■ Your objective
Write out the listing below character for character, though without its pictures.

■ Dataset records
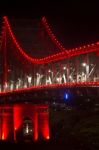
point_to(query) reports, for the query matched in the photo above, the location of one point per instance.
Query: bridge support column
(44, 123)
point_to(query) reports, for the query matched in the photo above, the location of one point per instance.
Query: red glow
(73, 84)
(51, 35)
(35, 118)
(44, 125)
(55, 57)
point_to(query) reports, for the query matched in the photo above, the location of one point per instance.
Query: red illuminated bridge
(38, 71)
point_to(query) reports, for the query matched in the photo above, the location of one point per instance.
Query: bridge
(42, 74)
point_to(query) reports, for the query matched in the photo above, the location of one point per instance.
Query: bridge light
(66, 96)
(84, 64)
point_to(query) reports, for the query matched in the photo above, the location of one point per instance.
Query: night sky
(75, 23)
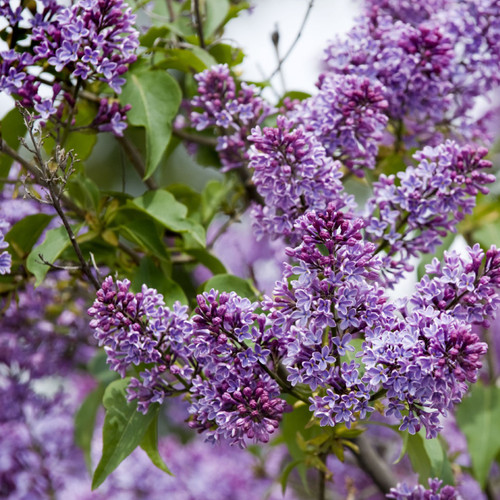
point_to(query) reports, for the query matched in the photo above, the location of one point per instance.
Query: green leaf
(227, 54)
(212, 196)
(82, 142)
(148, 273)
(25, 233)
(230, 283)
(123, 431)
(150, 445)
(163, 207)
(295, 431)
(152, 34)
(216, 12)
(55, 242)
(184, 60)
(144, 233)
(204, 56)
(84, 192)
(478, 416)
(286, 474)
(428, 458)
(155, 98)
(11, 128)
(85, 422)
(207, 259)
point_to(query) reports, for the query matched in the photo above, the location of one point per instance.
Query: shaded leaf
(428, 458)
(150, 445)
(155, 98)
(123, 431)
(230, 283)
(163, 207)
(85, 422)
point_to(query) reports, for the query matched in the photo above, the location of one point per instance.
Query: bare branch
(294, 43)
(198, 23)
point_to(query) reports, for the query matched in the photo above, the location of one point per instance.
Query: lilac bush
(337, 368)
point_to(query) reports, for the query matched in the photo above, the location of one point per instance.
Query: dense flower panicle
(329, 300)
(424, 365)
(412, 64)
(413, 216)
(139, 328)
(5, 257)
(292, 173)
(419, 492)
(38, 455)
(90, 39)
(467, 287)
(348, 117)
(233, 112)
(236, 395)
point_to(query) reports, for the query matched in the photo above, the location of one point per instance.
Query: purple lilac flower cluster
(464, 286)
(419, 492)
(5, 257)
(413, 216)
(200, 472)
(139, 329)
(431, 355)
(91, 40)
(206, 356)
(43, 337)
(348, 118)
(412, 63)
(234, 113)
(236, 393)
(434, 59)
(323, 302)
(293, 173)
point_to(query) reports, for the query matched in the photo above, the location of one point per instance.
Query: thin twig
(275, 37)
(322, 478)
(197, 21)
(136, 160)
(299, 34)
(57, 267)
(54, 184)
(171, 13)
(31, 168)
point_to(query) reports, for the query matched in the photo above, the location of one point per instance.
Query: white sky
(253, 31)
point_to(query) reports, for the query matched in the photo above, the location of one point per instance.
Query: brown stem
(199, 26)
(322, 478)
(85, 267)
(299, 34)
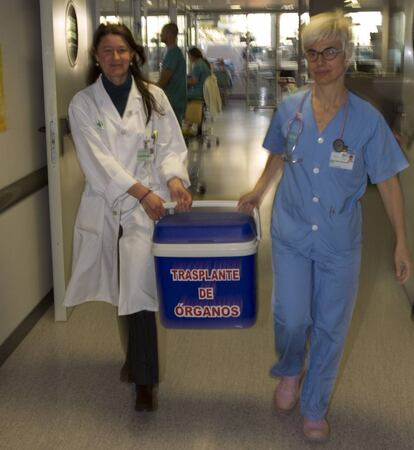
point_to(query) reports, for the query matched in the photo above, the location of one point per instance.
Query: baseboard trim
(22, 330)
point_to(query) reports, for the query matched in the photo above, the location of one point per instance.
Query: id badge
(145, 153)
(342, 160)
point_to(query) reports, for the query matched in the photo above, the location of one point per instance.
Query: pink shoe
(287, 394)
(316, 430)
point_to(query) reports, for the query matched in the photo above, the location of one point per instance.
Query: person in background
(173, 77)
(324, 143)
(133, 155)
(201, 69)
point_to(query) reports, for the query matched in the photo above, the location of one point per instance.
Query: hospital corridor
(60, 388)
(109, 109)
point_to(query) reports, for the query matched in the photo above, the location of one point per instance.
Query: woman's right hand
(153, 205)
(249, 201)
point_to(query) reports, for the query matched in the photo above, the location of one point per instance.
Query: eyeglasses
(328, 54)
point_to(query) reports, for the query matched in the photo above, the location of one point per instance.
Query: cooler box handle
(221, 204)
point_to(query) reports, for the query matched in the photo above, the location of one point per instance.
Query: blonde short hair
(329, 25)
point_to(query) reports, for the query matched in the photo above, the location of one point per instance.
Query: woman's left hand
(180, 194)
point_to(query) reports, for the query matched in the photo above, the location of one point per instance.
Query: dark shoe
(146, 398)
(125, 375)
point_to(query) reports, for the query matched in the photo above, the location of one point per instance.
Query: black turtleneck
(118, 92)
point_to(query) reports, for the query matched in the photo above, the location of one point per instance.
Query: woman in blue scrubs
(324, 142)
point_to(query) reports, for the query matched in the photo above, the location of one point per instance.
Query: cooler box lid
(202, 227)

■ Task response
point_to(query) reports, for the query matched in the photo above, the location of one point per instance.
Query: bridge support column
(44, 123)
point_to(query) reports, for the query matched in the photo above, the location of one point per instance.
Query: red glow
(73, 84)
(51, 35)
(35, 118)
(44, 125)
(55, 57)
point_to(query) reports, for the query matched in the photo above, the location of one point per instance.
Query: red illuminated bridge
(38, 71)
point_to(query) reports, for the query matched in the photo above, the location of one point per instance.
Query: bridge
(42, 74)
point_to(query) reports, for the query matched in the photo above, the location of one point per instance.
Query: bridge light
(66, 96)
(84, 64)
point_to(query) reports, for the query matched in the photo above, the location of one point per instance.
Query: night sky
(75, 23)
point_to(query) reports, for the query matched in the photo above, the location of one point per instance.
Query: green leaf
(227, 54)
(212, 196)
(82, 142)
(148, 273)
(25, 233)
(230, 283)
(123, 431)
(150, 445)
(163, 207)
(295, 431)
(152, 34)
(216, 12)
(55, 242)
(184, 60)
(144, 233)
(204, 56)
(84, 192)
(478, 416)
(286, 474)
(428, 458)
(155, 98)
(11, 128)
(85, 422)
(207, 259)
point_to(query) reports, for the query matched in the photo above, the location of one point per instance.
Query: shaded leaf
(428, 458)
(150, 445)
(155, 98)
(123, 431)
(230, 283)
(163, 207)
(85, 422)
point_to(query) reports, for the query matched in the photo above, the location of one point per instance.
Query: bare branch
(294, 43)
(198, 23)
point_to(query) reports, for the query matched in the photo above, the location of one point per instance.
Query: lilac bush
(337, 368)
point_to(query) reports, for the query matched in the photo above, the location of one point per instance.
Query: dense flower panicle
(329, 300)
(424, 365)
(412, 64)
(413, 216)
(139, 328)
(5, 257)
(292, 173)
(419, 492)
(38, 455)
(90, 39)
(467, 287)
(348, 117)
(233, 112)
(236, 395)
point_to(query) reports, for the query matched in the photo above, the location of one point per instance.
Query: purple lilac flower cluster
(464, 286)
(419, 492)
(5, 257)
(413, 216)
(200, 472)
(139, 329)
(431, 355)
(91, 40)
(206, 356)
(43, 337)
(348, 118)
(412, 63)
(234, 113)
(236, 393)
(434, 59)
(323, 302)
(293, 173)
point_to(query) reports, for the query matched in the photo above, the location of one point per instance.
Query: thin twig
(275, 37)
(322, 478)
(197, 21)
(136, 160)
(299, 34)
(57, 267)
(54, 184)
(171, 13)
(31, 168)
point_to(query) reports, for the query matched in the photo above, the location of one point per instance.
Query: white sky
(253, 31)
point_to(query) reports, for the query matched in the photo above, the location of one point per instance.
Query: brown stem
(199, 26)
(322, 478)
(85, 267)
(299, 34)
point_to(query) reports, for the query matched in the photo above, the location of one point per instance.
Query: baseboard trim
(22, 330)
point_to(query) reports, for the query matched in the photo above, the location of one point per instance.
Query: id badge
(145, 153)
(342, 160)
point_to(query) reports, for the query matched in the photo above, the location of one point per instance.
Query: pink shoe
(287, 394)
(316, 430)
point_to(query) reports, for the query matched in the photo above, the location of one point per instance.
Query: person in background
(173, 77)
(324, 143)
(133, 155)
(201, 69)
point_to(query) reports, for the query matched in the photo above, the location of one point per instance.
Query: hospital corridor
(60, 388)
(109, 109)
point_to(query) reports, for the query matched in the photo above, the location of one point per instance.
Query: woman's right hand
(153, 205)
(249, 201)
point_to(query) reports, for the query matched in the photo above, the location of one point per instance.
Query: eyeglasses
(328, 54)
point_to(query) reports, for the query matched in the photo above, the location of one point per instance.
Query: cooler box handle
(221, 204)
point_to(query) reports, for the query matched in the photo above, the location of one point per instance.
Query: blonde short hair
(329, 25)
point_to(query) reports, for the query matched in the photo above, the location of one point per instance.
Query: woman's left hand
(180, 194)
point_to(query) reports, for the query matched in the photo above, the location of one point per instance.
Query: dark shoe
(146, 398)
(125, 375)
point_to(query) reports, for the query matched in the photo above, the location of one point per instance.
Query: black turtleneck
(118, 92)
point_to(query) reports, for the query matched in the photo above, the location of one point per instance.
Query: woman in blue scrubs
(324, 142)
point_to(query) reports, for the query matched in the photo above, the location of one point per instance.
Query: cooler box lid
(202, 227)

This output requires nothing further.